## Work required
Below are records; write all of them out exactly.
━━━━━━━━━━━━━━━━━━━━
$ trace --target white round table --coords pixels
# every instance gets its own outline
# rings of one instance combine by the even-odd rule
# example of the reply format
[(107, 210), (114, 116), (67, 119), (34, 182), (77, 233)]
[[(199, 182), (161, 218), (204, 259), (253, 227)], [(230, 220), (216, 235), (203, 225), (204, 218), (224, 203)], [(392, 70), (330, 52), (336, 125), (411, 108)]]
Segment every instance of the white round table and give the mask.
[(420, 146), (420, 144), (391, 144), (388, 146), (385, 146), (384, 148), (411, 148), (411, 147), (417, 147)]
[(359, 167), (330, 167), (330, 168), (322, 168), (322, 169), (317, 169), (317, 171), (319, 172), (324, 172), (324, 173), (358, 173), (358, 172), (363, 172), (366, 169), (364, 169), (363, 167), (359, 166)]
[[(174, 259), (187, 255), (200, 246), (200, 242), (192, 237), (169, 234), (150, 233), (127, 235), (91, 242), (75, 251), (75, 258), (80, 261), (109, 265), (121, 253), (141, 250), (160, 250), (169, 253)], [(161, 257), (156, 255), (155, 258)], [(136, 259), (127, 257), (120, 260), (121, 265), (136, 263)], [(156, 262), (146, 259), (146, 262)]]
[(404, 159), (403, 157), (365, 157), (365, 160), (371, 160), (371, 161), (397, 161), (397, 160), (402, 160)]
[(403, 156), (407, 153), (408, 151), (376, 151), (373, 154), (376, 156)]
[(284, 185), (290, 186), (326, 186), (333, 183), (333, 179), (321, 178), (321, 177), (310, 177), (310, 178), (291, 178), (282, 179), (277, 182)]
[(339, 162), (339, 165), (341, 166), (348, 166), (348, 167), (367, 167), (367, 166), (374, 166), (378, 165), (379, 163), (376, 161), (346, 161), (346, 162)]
━━━━━━━━━━━━━━━━━━━━
## Written answer
$ trace --target white round table --coords pixels
# every instance gets its own outline
# rings of one instance combine by the even-odd rule
# example of the reply format
[(107, 210), (114, 116), (67, 119), (34, 182), (77, 233)]
[[(199, 182), (161, 218), (204, 259), (253, 227)], [(230, 220), (216, 235), (203, 225), (204, 218), (224, 203)], [(392, 70), (330, 52), (336, 125), (411, 108)]]
Segment every instance of the white round table and give the mask.
[(420, 146), (420, 144), (391, 144), (388, 146), (385, 146), (384, 148), (411, 148), (411, 147), (417, 147)]
[(359, 167), (330, 167), (330, 168), (322, 168), (322, 169), (317, 169), (317, 171), (319, 172), (324, 172), (324, 173), (358, 173), (358, 172), (363, 172), (366, 169), (364, 169), (363, 167), (359, 166)]
[[(174, 259), (187, 255), (200, 246), (200, 242), (192, 237), (169, 234), (150, 233), (127, 235), (91, 242), (75, 251), (75, 258), (80, 261), (109, 265), (121, 253), (141, 250), (160, 250), (169, 253)], [(161, 257), (156, 255), (155, 258)], [(136, 259), (127, 257), (120, 260), (121, 265), (136, 263)], [(156, 262), (146, 259), (146, 262)]]
[(404, 159), (403, 157), (365, 157), (365, 160), (371, 160), (371, 161), (397, 161), (397, 160), (402, 160)]
[(403, 156), (407, 153), (408, 151), (376, 151), (373, 154), (376, 156)]
[(284, 185), (290, 186), (326, 186), (333, 183), (333, 179), (321, 178), (321, 177), (310, 177), (310, 178), (291, 178), (282, 179), (277, 182)]
[(339, 162), (339, 165), (341, 166), (348, 166), (348, 167), (367, 167), (367, 166), (374, 166), (378, 165), (379, 163), (376, 161), (346, 161), (346, 162)]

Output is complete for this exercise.